TASK ITEM - Return the records as they stand. No picture is to be included.

[Recorded data]

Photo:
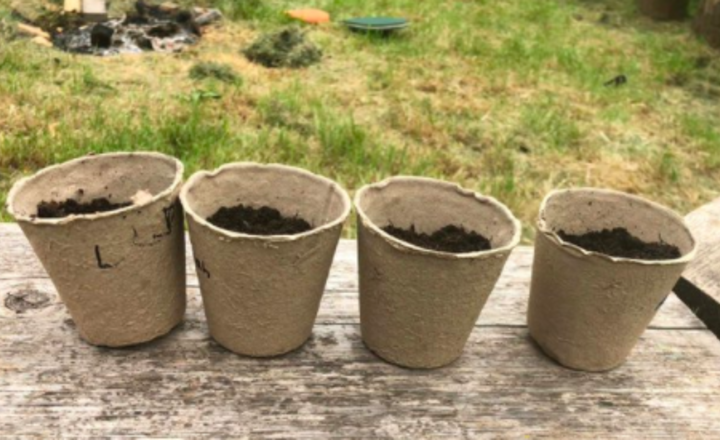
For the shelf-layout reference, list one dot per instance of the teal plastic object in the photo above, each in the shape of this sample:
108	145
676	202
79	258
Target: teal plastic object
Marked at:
382	24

EXERCISE RESPONSE -
Photo:
For the shelf-layout reference, list one dot per instance of the teal plastic object in the photo above, each in the shape of this sample:
108	145
676	202
79	258
Target: teal plastic object
Marked at:
382	24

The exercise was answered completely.